*** Opening of Source passage ***

LAND O'LAKES — Got a pen pal in jail?
If so, buy postcards.
April 1, the Pasco County Sheriff's Office is instituting a new set of rules for communicating with inmates.
All incoming mail must be on postcards. Envelopes will no longer be allowed, other than legal communication.
"Some of the prisoners aren't happy about it," said Major Brian Head, director of the jail.
"But it's a safety issue and an economic issue."
On an average day, there are nearly 1,300 inmates at the jail in Land O'Lakes. There is one full-time employee in the mail room, Head said. Inmates are required to get their mail within 24 hours of the jail receiving it. Each piece has to be opened and inspected — not only for content, such as sexually explicit materials or plans for escape, but for contraband hidden inside, such as drugs, weapons, tobacco, even bodily fluids.
Head said that at least three times in the past few years, an envelope has been opened with white powder inside. That means a hazardous materials team had to be brought in, the room sealed, all air conditioning vents shut down and other emergency procedures activated until all is declared safe.
"It's exhaustive on our resources," Head said.
After mail is cleared, envelopes are still used as hiding spots for inmates, Head said. Say an inmate has 25 letters. Every time that cell is searched, a deputy has to go through every envelope to make sure there are no hidden razor blades and the like inside.

*** Close of Source passage ***
*** Opening of Records shown ***

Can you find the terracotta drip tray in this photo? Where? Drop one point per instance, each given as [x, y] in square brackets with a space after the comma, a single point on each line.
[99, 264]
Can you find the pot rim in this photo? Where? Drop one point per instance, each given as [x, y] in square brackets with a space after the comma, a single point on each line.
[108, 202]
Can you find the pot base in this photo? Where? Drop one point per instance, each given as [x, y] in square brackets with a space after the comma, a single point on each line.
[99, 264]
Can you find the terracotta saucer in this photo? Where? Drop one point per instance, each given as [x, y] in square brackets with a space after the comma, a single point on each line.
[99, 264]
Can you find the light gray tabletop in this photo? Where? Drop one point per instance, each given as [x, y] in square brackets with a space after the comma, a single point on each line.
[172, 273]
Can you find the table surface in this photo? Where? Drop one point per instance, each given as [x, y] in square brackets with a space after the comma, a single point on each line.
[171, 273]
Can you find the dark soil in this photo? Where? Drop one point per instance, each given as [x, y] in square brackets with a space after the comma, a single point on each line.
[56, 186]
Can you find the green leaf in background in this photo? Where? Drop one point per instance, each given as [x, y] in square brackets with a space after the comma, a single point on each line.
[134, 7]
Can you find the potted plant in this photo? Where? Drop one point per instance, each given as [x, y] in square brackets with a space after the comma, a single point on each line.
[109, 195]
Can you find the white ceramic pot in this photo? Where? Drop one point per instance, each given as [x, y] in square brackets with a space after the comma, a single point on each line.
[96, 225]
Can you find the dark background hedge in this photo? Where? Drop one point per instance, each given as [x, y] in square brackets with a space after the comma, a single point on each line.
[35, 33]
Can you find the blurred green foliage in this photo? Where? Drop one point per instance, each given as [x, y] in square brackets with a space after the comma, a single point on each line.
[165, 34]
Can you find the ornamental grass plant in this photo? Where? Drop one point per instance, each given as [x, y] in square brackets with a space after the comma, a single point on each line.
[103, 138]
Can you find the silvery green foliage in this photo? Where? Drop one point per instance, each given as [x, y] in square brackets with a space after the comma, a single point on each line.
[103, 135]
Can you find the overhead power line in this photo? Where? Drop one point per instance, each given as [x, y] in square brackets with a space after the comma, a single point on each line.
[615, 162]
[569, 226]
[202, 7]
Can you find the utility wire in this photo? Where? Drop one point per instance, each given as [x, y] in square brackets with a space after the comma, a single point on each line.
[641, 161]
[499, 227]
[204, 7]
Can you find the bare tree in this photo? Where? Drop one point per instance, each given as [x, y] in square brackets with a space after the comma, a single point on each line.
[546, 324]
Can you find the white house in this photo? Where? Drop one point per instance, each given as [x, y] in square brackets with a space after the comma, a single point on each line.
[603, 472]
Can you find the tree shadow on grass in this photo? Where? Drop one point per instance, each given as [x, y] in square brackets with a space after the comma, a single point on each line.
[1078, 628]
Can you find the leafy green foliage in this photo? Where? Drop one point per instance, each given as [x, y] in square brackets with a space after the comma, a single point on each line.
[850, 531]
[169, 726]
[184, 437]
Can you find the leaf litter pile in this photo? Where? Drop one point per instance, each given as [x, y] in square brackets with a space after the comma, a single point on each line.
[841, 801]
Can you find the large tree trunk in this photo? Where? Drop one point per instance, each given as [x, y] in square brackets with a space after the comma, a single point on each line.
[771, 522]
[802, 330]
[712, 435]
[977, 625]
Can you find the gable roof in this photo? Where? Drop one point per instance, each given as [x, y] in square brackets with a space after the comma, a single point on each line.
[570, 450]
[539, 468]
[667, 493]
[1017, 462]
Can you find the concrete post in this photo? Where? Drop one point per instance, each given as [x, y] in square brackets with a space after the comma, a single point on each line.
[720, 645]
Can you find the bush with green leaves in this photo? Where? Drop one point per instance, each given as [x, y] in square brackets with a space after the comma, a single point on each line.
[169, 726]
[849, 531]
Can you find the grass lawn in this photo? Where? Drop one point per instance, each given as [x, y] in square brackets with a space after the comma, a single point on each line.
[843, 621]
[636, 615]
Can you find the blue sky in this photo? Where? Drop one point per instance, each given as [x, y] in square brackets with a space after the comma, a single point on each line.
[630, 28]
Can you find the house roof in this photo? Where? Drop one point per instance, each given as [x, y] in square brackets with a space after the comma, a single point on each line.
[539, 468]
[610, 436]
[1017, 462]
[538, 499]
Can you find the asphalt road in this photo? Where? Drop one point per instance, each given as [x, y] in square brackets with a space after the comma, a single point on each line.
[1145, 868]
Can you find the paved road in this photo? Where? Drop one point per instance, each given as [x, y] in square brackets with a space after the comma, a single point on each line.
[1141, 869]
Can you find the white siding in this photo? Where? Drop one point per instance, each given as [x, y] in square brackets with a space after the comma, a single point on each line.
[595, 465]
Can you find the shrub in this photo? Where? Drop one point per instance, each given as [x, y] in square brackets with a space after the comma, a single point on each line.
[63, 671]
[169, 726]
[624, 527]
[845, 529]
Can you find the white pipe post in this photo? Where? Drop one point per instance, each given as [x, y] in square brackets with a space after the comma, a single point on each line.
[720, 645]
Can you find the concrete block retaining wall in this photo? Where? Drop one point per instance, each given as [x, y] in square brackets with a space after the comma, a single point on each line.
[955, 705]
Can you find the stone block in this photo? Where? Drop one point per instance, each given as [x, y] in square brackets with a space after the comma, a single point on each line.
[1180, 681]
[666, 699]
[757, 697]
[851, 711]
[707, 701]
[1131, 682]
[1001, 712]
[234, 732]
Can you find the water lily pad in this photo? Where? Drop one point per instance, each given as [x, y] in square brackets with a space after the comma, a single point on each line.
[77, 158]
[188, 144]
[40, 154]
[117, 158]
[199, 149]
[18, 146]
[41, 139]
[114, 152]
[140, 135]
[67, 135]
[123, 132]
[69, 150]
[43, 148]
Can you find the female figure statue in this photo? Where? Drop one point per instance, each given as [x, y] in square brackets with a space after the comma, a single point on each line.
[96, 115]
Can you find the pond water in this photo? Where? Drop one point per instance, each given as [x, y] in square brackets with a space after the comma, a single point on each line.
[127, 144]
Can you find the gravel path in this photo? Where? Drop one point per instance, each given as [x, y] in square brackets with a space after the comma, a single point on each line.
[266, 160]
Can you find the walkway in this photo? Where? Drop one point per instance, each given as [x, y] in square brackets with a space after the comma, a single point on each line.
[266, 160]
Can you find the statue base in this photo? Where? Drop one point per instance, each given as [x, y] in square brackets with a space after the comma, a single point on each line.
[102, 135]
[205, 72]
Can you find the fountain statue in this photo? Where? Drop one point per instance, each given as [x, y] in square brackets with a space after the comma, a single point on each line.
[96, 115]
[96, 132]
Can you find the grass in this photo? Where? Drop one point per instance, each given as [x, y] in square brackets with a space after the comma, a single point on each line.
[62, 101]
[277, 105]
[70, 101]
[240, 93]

*** Close of Records shown ***

* **Tasks for this exercise**
a - According to the article on the Pasco County jail mail rules, how many full-time employees work in the jail's mail room?
b - Go on with the article about the Pasco County jail mail rules, starting after its final sentence.
The entries have no connection to the article about the jail mail rules.

* **Responses by task**
a - One full-time employee works in the mail room.

b -
Because of the budget crunch, Head said the Sheriff's Office won't be hiring more mail room employees. To cope with the volume recently, volunteers and deputies assigned to other areas of the jail have been assisting.
Dealing with postcards streamlines the process, Head said. Family members and friends can still send inmates photos — but the inmate must get permission first. Envelopes containing funds for inmates will still be accepted — though cash won't be. All funds have to be in money orders or cashier's checks.
Assistant Public Defender Tom Hanlon hadn't heard about the changes and isn't sure where this fits in, legally, with rights of inmates — although he said the sheriff has much leeway in how he decides to run his jail.
"I'm certain the inmates will have an objection to it," he said.
Inmates can send letters in envelopes and those incarcerated now who have many photos and letters inside their cells won't have them taken away, Head said.
"The law says we have to provide them the ability to communicate" with the outside world, Head said. "And we're doing that."